Point localization data
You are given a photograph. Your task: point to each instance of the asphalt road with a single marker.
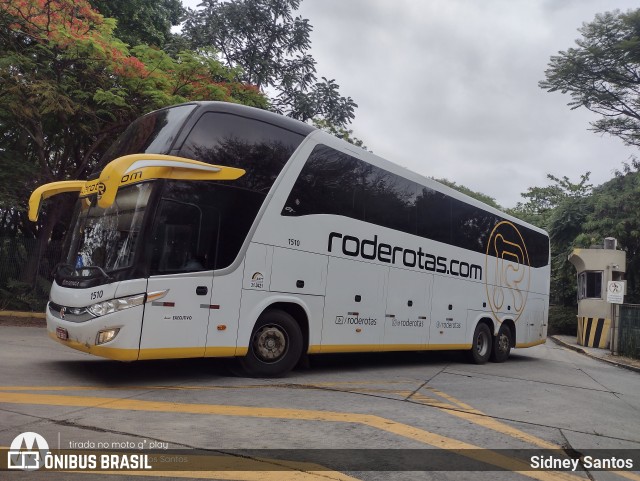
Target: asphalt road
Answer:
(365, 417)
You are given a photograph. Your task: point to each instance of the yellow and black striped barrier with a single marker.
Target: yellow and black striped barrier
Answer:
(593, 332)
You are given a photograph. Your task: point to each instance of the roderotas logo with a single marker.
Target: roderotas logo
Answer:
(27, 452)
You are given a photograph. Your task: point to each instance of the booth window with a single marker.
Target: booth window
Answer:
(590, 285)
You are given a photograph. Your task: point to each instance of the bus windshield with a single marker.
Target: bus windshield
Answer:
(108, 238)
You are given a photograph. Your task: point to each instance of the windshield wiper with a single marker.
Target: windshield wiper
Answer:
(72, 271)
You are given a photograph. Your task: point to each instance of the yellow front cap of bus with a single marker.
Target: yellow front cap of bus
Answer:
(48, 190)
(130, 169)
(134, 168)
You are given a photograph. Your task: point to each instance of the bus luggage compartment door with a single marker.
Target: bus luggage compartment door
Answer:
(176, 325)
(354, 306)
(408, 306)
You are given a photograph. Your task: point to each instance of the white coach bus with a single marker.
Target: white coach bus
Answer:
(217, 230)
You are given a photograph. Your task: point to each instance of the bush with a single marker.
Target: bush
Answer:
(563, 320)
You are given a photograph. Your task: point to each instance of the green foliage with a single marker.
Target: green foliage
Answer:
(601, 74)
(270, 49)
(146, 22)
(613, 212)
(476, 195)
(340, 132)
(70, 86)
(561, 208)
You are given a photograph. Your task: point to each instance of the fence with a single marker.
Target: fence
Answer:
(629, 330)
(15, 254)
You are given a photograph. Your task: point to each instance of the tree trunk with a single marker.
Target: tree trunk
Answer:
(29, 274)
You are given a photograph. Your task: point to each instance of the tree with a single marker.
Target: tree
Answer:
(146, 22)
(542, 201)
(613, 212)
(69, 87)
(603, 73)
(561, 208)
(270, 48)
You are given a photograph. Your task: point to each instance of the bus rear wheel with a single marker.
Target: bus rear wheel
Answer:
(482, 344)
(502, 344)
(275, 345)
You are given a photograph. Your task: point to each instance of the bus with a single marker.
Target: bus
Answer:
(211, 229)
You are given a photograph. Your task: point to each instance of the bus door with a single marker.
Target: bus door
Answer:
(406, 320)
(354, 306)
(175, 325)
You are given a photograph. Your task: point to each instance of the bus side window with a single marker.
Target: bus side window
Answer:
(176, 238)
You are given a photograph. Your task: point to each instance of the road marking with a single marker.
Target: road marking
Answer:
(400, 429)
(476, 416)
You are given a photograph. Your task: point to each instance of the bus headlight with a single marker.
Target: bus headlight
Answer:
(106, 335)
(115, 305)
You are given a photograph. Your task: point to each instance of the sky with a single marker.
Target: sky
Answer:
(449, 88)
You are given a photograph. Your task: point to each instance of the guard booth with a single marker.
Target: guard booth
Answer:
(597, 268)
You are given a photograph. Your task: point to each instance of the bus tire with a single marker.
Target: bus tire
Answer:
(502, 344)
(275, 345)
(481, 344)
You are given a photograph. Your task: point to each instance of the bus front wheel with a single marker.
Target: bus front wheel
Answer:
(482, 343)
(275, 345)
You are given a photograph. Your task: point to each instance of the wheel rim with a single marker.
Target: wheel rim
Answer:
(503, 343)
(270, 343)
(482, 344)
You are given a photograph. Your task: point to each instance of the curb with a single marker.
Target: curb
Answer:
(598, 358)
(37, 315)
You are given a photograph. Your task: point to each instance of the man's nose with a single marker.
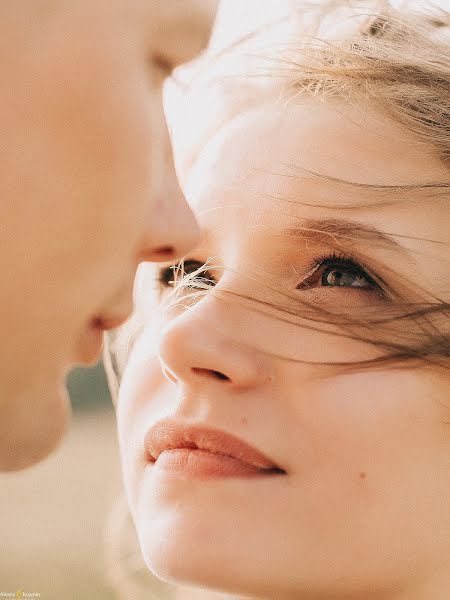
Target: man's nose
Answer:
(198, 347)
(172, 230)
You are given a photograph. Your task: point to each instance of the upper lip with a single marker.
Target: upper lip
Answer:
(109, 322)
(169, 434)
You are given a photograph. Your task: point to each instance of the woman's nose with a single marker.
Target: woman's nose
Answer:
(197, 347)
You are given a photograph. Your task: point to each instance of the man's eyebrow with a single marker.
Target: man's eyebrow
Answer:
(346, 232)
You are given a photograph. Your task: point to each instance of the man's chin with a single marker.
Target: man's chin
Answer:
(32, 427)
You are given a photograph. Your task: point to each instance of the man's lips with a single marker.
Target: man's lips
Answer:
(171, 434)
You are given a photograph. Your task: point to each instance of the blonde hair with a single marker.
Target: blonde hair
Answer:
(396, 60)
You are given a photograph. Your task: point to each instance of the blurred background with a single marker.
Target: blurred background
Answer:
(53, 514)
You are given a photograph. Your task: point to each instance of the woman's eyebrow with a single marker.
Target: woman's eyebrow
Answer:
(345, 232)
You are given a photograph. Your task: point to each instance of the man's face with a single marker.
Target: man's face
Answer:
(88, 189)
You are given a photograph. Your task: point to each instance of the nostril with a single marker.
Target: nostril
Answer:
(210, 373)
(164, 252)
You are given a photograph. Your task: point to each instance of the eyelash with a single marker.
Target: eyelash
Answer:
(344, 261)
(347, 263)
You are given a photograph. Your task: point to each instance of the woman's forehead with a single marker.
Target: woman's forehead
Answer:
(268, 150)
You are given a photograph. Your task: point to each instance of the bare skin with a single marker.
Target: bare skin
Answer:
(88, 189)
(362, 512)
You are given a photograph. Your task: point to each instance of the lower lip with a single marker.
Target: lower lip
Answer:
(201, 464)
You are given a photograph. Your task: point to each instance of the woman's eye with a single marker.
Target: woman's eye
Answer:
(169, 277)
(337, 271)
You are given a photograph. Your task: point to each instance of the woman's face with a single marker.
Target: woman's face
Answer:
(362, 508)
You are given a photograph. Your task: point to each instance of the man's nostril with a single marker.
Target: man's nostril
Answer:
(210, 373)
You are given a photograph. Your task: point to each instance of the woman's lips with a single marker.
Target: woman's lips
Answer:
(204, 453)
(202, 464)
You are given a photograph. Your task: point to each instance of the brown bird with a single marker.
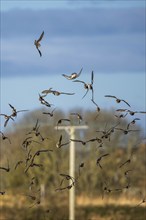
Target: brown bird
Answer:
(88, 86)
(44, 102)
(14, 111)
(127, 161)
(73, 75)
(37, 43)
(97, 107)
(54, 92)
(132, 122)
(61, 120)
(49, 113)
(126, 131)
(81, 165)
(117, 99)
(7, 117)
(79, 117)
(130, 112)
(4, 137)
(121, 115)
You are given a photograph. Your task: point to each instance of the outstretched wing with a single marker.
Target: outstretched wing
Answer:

Required work
Set the pictures aside and reproduce the data above exactly.

Written reply
You are given a photograph. Your task: point to each instance of the asphalt road with a single marker.
Target: asphalt road
Answer:
(365, 417)
You are given a photograph. Your task: point to each instance of the yellow and black striped barrier with a single marker.
Target: yellow and black striped barrier
Answer:
(593, 332)
You are given a photograph. Your task: point to each instance of the roderotas logo with a single marker.
Target: roderotas logo
Answer:
(27, 452)
You are given a photograph. Your task: point to each instance of the booth window with a single marker.
Target: booth window
Answer:
(590, 285)
You are given a photograph. Your task: point to each instance of the bus windshield with a single marker.
Target: bus windshield
Answer:
(108, 238)
You are given a photograph. Your task: point to each instance of the windshield wiper with a single marker.
Target: windshield wiper
Answer:
(72, 271)
You are given a photograph. Your task: point to each instance of the yellow front cap of bus with a single marker.
Target: yellow front cap of bus
Answer:
(48, 190)
(130, 169)
(134, 168)
You are given a photograph. Your task: point to each instance of the bus luggage compartment door with a single marker.
Target: bus luggage compartment door
Answer:
(176, 325)
(354, 306)
(408, 306)
You are given a photograph. Your task: point to each instance of the white coach bus with a single marker.
Target: white coach bus
Answer:
(217, 230)
You are given a photograph. Your task: point to each instance of the bush with a single marker.
Target: bush
Answer:
(563, 320)
You are given a photograph. Your task: point to each instance of the green foliage with a single marker.
Target: green foliage
Answer:
(601, 74)
(270, 49)
(146, 22)
(613, 212)
(476, 195)
(340, 132)
(70, 86)
(561, 208)
You are given a photograph. Your task: point to each instance of the fence with a single marker.
Target: fence
Answer:
(629, 330)
(15, 254)
You are given a photograph. Your task: point to each instance of the tree trunk with a single marker.
Target: tree trunk
Answer:
(29, 274)
You are given a photograph. Your task: point to each instance of the tree with a single marker.
Target: tree
Answer:
(146, 22)
(542, 201)
(613, 212)
(69, 87)
(603, 73)
(561, 208)
(270, 48)
You are given a photograph. Your task: point to each instance of the bus rear wheel with a single marker.
Target: bus rear wheel
Answer:
(482, 344)
(502, 344)
(275, 345)
You are given a photograph. Your task: point to each instance of the bus with a single marker.
Target: bus
Answer:
(211, 229)
You are given a photograph. Your task: point to each instance of the bus door with a single marker.
Target: bus door
Answer:
(406, 320)
(354, 306)
(175, 325)
You are given a photograph. Your task: point to each instance of the bus side window with a single marker.
Target: bus side window
Answer:
(176, 238)
You are given a photograph. Your task: point to each instance of the road marking with a single marker.
Target: road marking
Answer:
(400, 429)
(476, 416)
You are given a photograph. Your task: point to each instance of the bus headlight with a single marker.
Target: bus headlight
Answer:
(106, 335)
(115, 305)
You are given a photograph. Your task: point to each instance of the sky with a single marker.
Target: sky
Answer:
(449, 88)
You are given a photograph. Your task: point to each instance of the guard booth with a single marker.
Target: guard booth
Answer:
(597, 268)
You are given a photograph. Your task: point to each instance of the bus tire with a single marker.
Target: bus tire
Answer:
(502, 344)
(275, 345)
(481, 344)
You are given a photograph. Your task: point to each instance of the bus front wheel with a single marker.
Target: bus front wheel
Answer:
(482, 343)
(275, 345)
You are given a photograph. Your task: point to each instance of the wheel rim with a single marker.
Target: wheel rim
Answer:
(503, 343)
(270, 343)
(482, 344)
You are given a photograph. Your task: point to each instance of the curb with a single marker.
Target: curb
Answer:
(598, 358)
(37, 315)
You are given a photograph. Your task: point to each instance of the man's nose with a single marker.
Target: man's nose
Answer:
(198, 347)
(172, 230)
You are given a photograph. Your task: point to each instance of the upper lip with a single marker.
Target: upper lip
Answer:
(109, 322)
(169, 434)
You are given a photograph. Your task: point to each instance of the woman's nose with a single marker.
Target: woman's nose
Answer:
(197, 347)
You are given a photograph. Your task: point to each instance of the man's eyebrow with a single marker.
Target: man's eyebrow
Answer:
(346, 232)
You are given a photograph. Your task: point to each instance of the man's chin with a single marker.
Target: man's chin
Answer:
(32, 427)
You are given a photograph. Your task: point to each instance of the man's lips with a single marker.
Target: man's lips
Answer:
(171, 434)
You are given a photograph. Your task: point to each instance of the blonde hair with a single marker.
Target: blonde hair
Answer:
(396, 60)
You are given a photograph. Your task: point to each instance of the blurred background with a single marker.
Target: blurred background
Answer:
(53, 514)
You are given a photograph. Your task: point to each instance of the woman's eyebrow with a single marker.
Target: woman's eyebrow
Answer:
(345, 232)
You are given a photograph. Your task: point to each instance of the man's face with a single marker.
Target: man's face
Answer:
(88, 189)
You are given a photograph. Your task: point to each instance of the nostril with a single marker.
Target: nostril
Answer:
(210, 373)
(164, 252)
You are given a photograph. Your task: point to each instance of the eyelash with a single marker.
Target: eyelash
Answer:
(344, 261)
(347, 263)
You are given a photograph. Your task: point to each instance of the woman's forehead with a single marker.
Target: woman's forehead
Answer:
(268, 150)
You are given a photograph. Your task: point to each instance of the bare skin with a single marker.
Target: bare skin
Answer:
(88, 189)
(362, 512)
You are given a photograph. Your task: point to each instance of the lower lip with a single marker.
Target: lower lip
Answer:
(201, 464)
You are given a photograph. Your task: point to each instance of the woman's eye with a single marker.
Target: woman's eye
Answer:
(169, 277)
(337, 271)
You are given a photograph. Your task: point to each instance of the woman's face with a single marker.
Target: woman's face
Answer:
(362, 508)
You are given a photograph. Your task: point to each instance of the man's nostril with a single marker.
Target: man's nostril
Answer:
(210, 373)
You are given a photograph. Your task: point to each instance of the woman's lips with a single marker.
Target: woman's lips
Answer:
(204, 453)
(202, 464)
You are given a photograph. Your task: point to each instance of the brown bird with a single marker.
Target: brown bird
Answer:
(88, 86)
(44, 102)
(14, 111)
(127, 161)
(73, 75)
(37, 43)
(97, 107)
(54, 92)
(132, 122)
(61, 120)
(49, 113)
(126, 131)
(81, 165)
(117, 99)
(7, 117)
(79, 117)
(130, 112)
(4, 137)
(121, 115)
You are given a photograph. Your task: point to each instance of the outstretched wing with a single marker.
Target: outstretched wing
Answer:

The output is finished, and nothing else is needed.